▶ Work instructions
Translate this sentence from the passage below on M&T's 2018 financial results into Spanish: "Trust income totaled $538 million for 2018, representing a 7 percent increase."

▶ Source
________________________

The primary driver of M&T’s revenue is net interest income, that is, interest collected on loans and investments less interest paid on deposits and borrowings. Expressed on a  taxable-equivalent basis, net interest income grew by 7 percent to $4.09 billion in 2018. The higher interest rate environment contributed  to a 51 basis point (hundredths of one percent) increase in the yield on earning assets with just a 23 basis point increase in the rate paid on deposits and borrowings. Combined with the impact of a higher contribution from interest-free funds, the result was expansion of the net interest margin, or taxable-equivalent net interest income expressed as a percentage of average earning assets, to 3.83 percent in 2018, compared with 3.47 percent in 2017.

The benefit of 2018’s wider net interest margin was somewhat checked by a year-over-year decline in average loans. Total loans averaged $87.4 billion last year, or some $1.4 billion lower than in 2017.

To look only at total loans would be to miss  the intentional balance sheet transformation underway since late 2015, when Hudson City Bancorp, Inc. (“Hudson City”) merged with M&T. The average balance of residential mortgage loans, most of which were acquired through the Hudson City combination, declined by $2.7 billion during 2018, continuing the planned runoff which has reduced their balance by nearly half since the merger. Partially offsetting that contraction was an increase in commercial and other consumer loans of more than $1.2 billion.

The improved rate of economic growth in the United States, combined with a near-record low unemployment rate, continued to bolster the financial health of our consumer and commercial customers. Loans on which we no longer accrue interest due to concerns about their ultimate collectibility were little changed, with the ratio  of non-accrual loans to total loans inching up by a scant one basis point to 1.01 percent. Net chargeoffs, that is, loans written off as uncollectible less the recovery of loans previously written-off, expressed as a percentage of average loans, were historically low at 15 basis points. That was an improvement from the already low 16 basis points reported in 2017 and was the lowest level recorded by M&T since 1987. At 2018’s year end, the ratio of the allowance for loan losses to loans outstanding stood at 1.15 percent.

Noninterest income totaled $1.86 billion last year, representing merely a $5 million increase from the previous year. However, that modest increase was significantly dampened by the impact of both realized gains from sales of investment securities in 2017 and a change in accounting rules for unrealized gains or losses on marketable equity securities. While those unrealized amounts were recorded directly in shareholders’ equity in prior years, beginning in 2018, they were recognized in the income statement. In combination, these items account for $28 million of the difference compared to the prior year. Additionally, implementation of new revenue recognition accounting rules resulted in the classification  of $14 million of rewards provided to retail customers for using our credit cards as a reduction of noninterest income. For years prior to 2018, those rewards are classified as other expense in our financial statements. If not for  the impact of those changes, spurred, in large part, by new accounting requirements, noninterest income would have increased by  $46 million as compared with 2017. Leading the way in that year-over-year improvement was trust income, predominantly comprised of revenues from our Wealth Advisory Services  and Institutional Client Services businesses, which together comprise our Wilmington Trust brand. Trust income totaled $538 million for 2018, representing a 7 percent increase. Other  fee categories, which include residential and commercial mortgage banking revenues and service charges on deposit accounts, were little changed from the prior year. Residential mortgage banking in particular was challenged by higher long-term interest rates, resulting in limited mortgage refinancing opportunities. Lower housing inventories, particularly for starter homes, have also impacted the market  for mortgages.

________________________

▶ Stored records
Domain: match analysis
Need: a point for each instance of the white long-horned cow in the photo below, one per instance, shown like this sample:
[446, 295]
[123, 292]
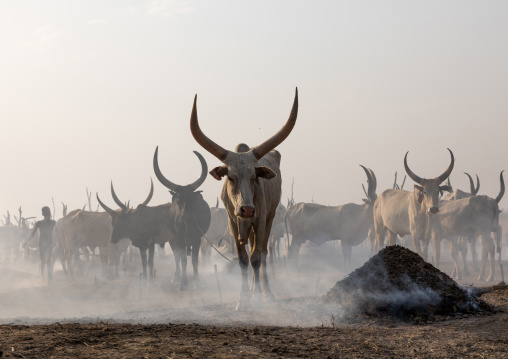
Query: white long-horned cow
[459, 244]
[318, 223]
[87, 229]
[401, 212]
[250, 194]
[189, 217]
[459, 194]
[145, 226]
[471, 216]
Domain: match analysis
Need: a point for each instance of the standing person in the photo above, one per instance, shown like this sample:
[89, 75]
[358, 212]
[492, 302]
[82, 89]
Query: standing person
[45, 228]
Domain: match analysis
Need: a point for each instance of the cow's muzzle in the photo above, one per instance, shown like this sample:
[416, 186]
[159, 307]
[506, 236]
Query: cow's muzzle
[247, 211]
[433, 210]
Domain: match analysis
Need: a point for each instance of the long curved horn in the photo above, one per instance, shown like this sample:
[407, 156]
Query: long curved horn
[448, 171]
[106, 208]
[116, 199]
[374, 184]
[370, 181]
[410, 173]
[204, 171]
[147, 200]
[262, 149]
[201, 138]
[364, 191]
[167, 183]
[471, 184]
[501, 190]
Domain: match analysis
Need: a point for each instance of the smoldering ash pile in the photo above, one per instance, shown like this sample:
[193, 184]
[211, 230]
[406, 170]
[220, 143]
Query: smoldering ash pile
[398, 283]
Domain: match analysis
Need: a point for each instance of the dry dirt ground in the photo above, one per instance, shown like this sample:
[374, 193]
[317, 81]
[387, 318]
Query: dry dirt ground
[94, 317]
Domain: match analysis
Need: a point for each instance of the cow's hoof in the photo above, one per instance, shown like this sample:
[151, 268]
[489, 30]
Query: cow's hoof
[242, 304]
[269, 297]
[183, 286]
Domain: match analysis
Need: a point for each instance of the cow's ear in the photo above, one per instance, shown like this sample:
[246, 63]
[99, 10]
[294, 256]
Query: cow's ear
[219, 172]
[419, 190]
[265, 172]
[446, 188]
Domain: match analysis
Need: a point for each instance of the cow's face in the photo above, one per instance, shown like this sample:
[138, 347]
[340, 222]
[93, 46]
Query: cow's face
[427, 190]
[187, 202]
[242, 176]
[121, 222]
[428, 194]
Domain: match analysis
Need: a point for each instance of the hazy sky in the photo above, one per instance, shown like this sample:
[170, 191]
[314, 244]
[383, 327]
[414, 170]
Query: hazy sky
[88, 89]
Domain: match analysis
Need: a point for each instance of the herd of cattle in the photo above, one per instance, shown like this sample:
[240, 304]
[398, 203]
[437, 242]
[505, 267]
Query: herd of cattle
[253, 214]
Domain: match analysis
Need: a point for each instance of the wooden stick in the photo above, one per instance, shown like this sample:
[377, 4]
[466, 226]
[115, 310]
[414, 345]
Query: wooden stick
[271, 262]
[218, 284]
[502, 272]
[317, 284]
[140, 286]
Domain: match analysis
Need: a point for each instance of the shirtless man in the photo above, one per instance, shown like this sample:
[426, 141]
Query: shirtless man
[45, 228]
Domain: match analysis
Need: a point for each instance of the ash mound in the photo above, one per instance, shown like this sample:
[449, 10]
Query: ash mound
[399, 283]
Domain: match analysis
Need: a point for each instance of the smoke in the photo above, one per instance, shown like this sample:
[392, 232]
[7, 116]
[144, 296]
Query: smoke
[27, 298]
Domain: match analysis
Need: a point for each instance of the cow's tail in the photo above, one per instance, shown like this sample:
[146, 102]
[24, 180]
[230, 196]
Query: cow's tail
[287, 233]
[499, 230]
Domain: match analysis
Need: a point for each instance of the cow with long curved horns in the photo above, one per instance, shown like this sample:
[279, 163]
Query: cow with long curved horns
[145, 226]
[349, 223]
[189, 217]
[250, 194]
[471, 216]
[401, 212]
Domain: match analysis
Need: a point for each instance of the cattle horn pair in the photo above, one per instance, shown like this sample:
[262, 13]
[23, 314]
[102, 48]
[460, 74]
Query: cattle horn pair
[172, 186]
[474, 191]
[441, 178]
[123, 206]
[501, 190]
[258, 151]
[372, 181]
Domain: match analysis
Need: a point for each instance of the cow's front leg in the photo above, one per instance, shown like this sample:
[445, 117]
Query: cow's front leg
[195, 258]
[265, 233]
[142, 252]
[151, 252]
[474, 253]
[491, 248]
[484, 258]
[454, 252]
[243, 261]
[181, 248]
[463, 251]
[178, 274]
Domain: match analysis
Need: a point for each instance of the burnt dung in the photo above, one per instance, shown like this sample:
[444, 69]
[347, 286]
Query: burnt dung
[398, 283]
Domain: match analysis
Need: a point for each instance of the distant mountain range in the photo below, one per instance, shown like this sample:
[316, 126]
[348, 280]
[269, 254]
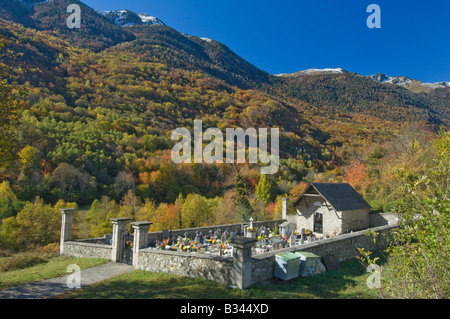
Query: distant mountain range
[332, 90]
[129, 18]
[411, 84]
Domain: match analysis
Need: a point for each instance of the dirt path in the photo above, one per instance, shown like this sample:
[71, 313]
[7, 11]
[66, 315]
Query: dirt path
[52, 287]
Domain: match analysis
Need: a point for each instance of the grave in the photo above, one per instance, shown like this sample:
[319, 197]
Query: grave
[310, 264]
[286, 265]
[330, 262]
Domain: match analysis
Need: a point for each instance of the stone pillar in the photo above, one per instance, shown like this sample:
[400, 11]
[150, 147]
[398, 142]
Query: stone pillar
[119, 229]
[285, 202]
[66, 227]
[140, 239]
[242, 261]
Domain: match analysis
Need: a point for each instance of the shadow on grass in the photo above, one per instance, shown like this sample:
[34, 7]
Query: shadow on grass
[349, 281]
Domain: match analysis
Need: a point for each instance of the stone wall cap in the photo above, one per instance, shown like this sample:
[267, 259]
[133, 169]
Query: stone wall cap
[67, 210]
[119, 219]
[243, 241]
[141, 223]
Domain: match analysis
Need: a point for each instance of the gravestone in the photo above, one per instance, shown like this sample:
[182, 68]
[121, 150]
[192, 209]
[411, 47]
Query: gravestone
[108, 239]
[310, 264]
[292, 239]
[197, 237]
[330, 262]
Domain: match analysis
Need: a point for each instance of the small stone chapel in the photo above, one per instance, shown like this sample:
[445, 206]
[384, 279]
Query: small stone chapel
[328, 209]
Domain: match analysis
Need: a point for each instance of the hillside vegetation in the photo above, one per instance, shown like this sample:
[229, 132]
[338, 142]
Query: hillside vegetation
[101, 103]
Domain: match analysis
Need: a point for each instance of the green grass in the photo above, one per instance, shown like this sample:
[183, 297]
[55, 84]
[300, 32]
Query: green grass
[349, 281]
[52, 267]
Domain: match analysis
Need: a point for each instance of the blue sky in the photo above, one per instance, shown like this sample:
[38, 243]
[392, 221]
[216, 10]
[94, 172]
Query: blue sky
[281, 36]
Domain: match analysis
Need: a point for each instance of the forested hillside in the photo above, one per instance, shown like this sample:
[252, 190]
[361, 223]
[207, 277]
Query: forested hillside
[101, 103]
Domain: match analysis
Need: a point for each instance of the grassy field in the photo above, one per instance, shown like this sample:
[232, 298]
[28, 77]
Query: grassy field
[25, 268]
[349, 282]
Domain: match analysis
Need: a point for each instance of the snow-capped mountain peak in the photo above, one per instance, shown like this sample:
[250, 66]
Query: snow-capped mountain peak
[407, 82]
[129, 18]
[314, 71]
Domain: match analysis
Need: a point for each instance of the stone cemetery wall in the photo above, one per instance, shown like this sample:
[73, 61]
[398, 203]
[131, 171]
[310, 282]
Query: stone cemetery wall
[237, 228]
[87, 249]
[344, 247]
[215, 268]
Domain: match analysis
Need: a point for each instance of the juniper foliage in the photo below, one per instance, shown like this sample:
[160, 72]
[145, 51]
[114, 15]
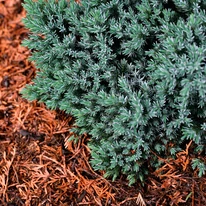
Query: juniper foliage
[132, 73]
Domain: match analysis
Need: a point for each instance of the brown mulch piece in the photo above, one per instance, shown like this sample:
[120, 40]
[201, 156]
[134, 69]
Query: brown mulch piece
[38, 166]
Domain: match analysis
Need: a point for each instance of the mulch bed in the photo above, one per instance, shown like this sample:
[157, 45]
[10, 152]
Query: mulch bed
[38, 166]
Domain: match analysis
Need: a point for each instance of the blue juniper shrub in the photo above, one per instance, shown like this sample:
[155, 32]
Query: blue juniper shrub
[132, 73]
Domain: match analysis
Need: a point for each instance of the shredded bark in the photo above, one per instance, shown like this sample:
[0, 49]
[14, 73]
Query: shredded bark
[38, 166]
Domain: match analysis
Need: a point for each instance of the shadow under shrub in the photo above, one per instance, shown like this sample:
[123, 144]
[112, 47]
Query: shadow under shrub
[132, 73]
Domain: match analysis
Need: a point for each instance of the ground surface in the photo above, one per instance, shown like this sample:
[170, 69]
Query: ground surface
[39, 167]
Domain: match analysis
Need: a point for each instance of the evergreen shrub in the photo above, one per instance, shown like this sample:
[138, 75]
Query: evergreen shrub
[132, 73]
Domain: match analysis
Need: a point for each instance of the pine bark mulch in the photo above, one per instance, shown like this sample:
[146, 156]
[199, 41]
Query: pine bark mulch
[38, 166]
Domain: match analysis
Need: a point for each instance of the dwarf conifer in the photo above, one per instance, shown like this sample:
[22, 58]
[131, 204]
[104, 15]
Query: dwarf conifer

________________________

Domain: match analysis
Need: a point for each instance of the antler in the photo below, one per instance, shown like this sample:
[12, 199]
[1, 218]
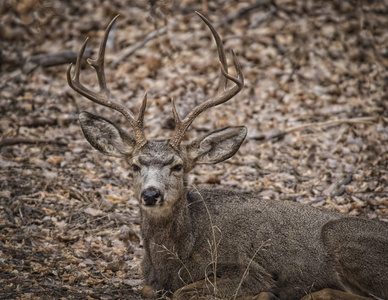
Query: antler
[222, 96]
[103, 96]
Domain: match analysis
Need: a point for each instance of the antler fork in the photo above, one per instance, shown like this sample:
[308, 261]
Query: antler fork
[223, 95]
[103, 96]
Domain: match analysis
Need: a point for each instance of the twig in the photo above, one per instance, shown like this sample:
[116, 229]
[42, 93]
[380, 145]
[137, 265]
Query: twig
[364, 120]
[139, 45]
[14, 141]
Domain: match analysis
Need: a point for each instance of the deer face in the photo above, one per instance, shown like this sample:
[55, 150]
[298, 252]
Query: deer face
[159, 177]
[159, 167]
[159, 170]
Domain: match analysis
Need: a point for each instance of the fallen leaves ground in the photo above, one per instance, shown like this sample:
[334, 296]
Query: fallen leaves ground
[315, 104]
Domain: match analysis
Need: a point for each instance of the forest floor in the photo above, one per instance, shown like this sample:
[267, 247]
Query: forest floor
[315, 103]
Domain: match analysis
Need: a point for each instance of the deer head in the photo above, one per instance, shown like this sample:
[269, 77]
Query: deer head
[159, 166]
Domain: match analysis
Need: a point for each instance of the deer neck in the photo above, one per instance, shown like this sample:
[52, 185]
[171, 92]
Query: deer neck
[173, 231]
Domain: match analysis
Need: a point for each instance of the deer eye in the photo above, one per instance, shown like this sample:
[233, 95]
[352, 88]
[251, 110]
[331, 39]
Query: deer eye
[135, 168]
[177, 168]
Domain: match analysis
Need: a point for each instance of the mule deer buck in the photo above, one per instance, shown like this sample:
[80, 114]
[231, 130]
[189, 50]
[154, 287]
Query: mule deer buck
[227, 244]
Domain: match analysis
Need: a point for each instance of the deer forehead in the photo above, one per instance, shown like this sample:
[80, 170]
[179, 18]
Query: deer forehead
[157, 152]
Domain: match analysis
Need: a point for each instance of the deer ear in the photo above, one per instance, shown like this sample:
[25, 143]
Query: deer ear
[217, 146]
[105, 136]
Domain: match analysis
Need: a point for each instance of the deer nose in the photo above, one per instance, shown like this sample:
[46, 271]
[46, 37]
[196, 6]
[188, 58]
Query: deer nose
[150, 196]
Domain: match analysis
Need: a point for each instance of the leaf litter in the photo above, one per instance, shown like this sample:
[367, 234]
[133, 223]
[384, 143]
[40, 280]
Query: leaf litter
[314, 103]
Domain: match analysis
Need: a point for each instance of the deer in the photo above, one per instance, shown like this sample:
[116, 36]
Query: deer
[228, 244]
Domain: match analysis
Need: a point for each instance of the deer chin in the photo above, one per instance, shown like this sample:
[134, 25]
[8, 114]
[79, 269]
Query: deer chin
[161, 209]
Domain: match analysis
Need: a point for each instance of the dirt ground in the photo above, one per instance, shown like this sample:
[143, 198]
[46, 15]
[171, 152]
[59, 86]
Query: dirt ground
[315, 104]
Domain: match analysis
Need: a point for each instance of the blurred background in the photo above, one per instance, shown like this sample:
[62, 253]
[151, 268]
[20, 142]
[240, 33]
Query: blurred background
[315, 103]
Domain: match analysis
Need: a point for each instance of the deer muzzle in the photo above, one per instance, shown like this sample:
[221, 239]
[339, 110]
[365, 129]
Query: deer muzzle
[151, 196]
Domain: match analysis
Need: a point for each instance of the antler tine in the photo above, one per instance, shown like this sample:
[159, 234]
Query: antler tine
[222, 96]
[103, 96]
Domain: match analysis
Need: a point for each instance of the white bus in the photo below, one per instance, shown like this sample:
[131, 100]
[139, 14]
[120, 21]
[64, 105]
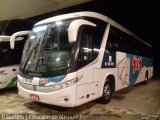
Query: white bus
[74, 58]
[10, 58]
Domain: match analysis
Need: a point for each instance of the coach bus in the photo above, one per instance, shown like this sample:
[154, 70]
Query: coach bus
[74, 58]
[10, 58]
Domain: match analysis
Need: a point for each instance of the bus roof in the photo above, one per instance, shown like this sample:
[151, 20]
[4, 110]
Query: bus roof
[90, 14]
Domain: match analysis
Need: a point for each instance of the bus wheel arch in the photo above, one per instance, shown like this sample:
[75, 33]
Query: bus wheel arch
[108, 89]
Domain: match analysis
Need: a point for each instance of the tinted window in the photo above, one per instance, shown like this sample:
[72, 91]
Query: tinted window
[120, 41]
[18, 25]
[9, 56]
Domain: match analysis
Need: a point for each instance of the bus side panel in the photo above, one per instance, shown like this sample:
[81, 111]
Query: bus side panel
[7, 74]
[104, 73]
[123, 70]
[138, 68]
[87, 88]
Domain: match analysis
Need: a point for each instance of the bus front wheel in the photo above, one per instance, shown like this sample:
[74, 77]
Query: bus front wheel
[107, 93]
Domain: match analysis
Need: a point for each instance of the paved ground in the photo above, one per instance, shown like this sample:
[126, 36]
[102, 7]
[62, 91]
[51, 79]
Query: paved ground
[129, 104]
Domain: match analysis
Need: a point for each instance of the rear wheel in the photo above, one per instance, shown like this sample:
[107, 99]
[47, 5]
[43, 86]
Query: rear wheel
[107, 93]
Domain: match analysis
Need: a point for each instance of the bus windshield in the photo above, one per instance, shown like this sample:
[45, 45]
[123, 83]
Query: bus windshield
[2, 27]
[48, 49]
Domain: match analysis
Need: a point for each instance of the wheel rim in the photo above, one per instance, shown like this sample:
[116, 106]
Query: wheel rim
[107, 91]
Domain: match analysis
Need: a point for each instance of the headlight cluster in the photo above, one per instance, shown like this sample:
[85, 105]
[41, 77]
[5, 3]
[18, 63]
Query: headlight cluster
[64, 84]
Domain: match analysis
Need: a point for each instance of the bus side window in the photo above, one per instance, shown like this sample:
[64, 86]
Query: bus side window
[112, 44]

________________________

▶ Correct response
Los ingresos fiduciarios sumaron 538 millones de dólares en 2018, lo que representa un aumento del 7 por ciento.